All that is asked is a faithful reproduction of the entries.

** Opening Given records block **

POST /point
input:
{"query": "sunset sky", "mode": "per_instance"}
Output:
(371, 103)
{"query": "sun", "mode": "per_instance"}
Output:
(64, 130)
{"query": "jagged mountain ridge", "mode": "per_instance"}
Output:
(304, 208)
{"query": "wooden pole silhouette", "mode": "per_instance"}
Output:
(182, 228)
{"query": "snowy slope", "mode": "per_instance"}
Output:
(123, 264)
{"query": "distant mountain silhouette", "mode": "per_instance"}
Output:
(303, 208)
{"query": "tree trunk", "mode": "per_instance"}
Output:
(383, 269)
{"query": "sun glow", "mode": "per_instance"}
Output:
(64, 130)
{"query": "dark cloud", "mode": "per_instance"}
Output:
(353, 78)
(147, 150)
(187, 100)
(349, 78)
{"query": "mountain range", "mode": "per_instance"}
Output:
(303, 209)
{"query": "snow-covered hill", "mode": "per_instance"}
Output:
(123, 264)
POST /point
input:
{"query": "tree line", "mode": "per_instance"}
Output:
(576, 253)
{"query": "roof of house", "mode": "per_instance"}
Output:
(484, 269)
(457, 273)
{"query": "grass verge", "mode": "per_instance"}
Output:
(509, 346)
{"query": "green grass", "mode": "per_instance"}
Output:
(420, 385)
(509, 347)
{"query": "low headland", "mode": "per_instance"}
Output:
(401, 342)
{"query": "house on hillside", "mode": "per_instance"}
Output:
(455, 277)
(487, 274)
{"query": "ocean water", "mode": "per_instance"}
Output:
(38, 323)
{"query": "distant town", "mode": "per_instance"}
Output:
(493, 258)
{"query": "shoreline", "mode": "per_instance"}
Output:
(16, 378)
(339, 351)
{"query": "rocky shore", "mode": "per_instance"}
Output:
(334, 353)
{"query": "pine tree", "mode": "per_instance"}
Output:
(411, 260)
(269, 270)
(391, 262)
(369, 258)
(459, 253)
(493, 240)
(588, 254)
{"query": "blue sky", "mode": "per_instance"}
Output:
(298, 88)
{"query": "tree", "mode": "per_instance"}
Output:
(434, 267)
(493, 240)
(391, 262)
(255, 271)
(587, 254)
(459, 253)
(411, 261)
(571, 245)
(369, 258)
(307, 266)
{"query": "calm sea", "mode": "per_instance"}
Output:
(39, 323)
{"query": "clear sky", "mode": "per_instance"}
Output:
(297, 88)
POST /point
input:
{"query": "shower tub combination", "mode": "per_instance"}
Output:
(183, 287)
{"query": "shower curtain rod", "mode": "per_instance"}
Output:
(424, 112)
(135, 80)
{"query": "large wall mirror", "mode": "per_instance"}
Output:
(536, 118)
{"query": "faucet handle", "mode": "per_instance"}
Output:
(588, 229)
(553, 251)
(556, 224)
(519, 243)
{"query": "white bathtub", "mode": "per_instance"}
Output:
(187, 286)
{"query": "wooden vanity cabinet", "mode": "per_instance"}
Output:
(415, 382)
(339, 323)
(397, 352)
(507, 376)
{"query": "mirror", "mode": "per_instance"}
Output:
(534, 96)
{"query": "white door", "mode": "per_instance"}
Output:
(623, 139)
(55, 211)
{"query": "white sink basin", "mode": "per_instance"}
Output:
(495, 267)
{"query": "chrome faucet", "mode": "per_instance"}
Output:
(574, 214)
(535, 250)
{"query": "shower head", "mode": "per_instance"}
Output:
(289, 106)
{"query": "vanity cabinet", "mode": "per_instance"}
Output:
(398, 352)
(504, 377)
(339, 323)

** Closing Given records block **

**Exercise result**.
POST /point
input:
{"query": "sunset sky", "mode": "per_instance"}
Output:
(371, 103)
{"query": "sun", "mode": "per_instance"}
Output:
(64, 130)
{"query": "jagged mountain ridge", "mode": "per_instance"}
Output:
(304, 208)
{"query": "wooden pole silhouette", "mode": "per_instance"}
Output:
(182, 228)
{"query": "snowy slope", "mode": "per_instance"}
Output:
(123, 264)
{"query": "distant mountain silhouette", "mode": "per_instance"}
Output:
(303, 208)
{"query": "tree trunk", "mode": "per_instance"}
Output:
(383, 269)
{"query": "sun glow", "mode": "per_instance"}
Output:
(64, 130)
{"query": "dark cloud", "mode": "per_instance"}
Output:
(353, 78)
(147, 150)
(187, 100)
(349, 78)
{"query": "mountain range", "mode": "per_instance"}
Output:
(303, 209)
{"query": "snow-covered hill", "mode": "per_instance"}
Output:
(123, 264)
POST /point
input:
{"query": "tree line", "mode": "per_instance"}
Output:
(576, 253)
{"query": "roof of house", "mode": "per_instance"}
Output:
(484, 269)
(457, 273)
{"query": "grass verge", "mode": "per_instance"}
Output:
(509, 346)
{"query": "green grass", "mode": "per_instance"}
Output:
(420, 385)
(509, 347)
{"query": "low headland", "mode": "per_instance"}
Output:
(401, 342)
{"query": "house on hillside", "mode": "per_instance"}
Output:
(455, 277)
(487, 274)
{"query": "ocean water", "mode": "per_instance"}
Output:
(38, 323)
{"query": "distant town", "mode": "per_instance"}
Output:
(493, 258)
{"query": "shoreline", "mode": "per_instance"}
Output:
(16, 378)
(339, 351)
{"query": "rocky shore", "mode": "per_instance"}
Output:
(334, 353)
{"query": "pine tree", "mode": "per_instance"}
Output:
(411, 260)
(269, 270)
(391, 262)
(369, 258)
(459, 253)
(493, 240)
(588, 254)
{"query": "blue sky", "mode": "per_instance"}
Output:
(298, 88)
{"query": "tree", "mode": "per_instance"}
Output:
(434, 267)
(493, 240)
(391, 262)
(255, 271)
(587, 254)
(459, 253)
(411, 261)
(571, 245)
(369, 258)
(307, 266)
{"query": "calm sea", "mode": "per_instance"}
Output:
(39, 323)
{"query": "clear sky", "mode": "per_instance"}
Output:
(297, 88)
POST /point
input:
{"query": "shower tub combination", "mode": "per_instance"}
Output:
(183, 287)
{"query": "shower curtain rod", "mode": "per_instance"}
Output:
(424, 112)
(135, 80)
{"query": "large wall mirror", "mode": "per_instance"}
Output:
(536, 118)
{"query": "faucet handle", "mode": "per_instance"}
Output:
(588, 229)
(553, 251)
(556, 224)
(519, 243)
{"query": "white bathtub", "mode": "per_instance"}
Output:
(187, 286)
{"query": "wooden vanity cabinet", "mode": "per_instance"}
Output:
(415, 382)
(339, 323)
(397, 352)
(507, 376)
{"query": "mirror", "mode": "per_instance"}
Output:
(534, 96)
{"query": "white door", "mode": "per_instance"}
Output:
(623, 139)
(55, 211)
{"query": "white sink basin", "mode": "per_instance"}
Output:
(495, 267)
{"query": "chrome faucet", "mode": "per_instance"}
Output:
(574, 214)
(535, 250)
{"query": "shower head", "mode": "per_instance"}
Output:
(289, 106)
{"query": "vanity cabinet", "mode": "per_instance"}
Output:
(398, 352)
(504, 377)
(339, 323)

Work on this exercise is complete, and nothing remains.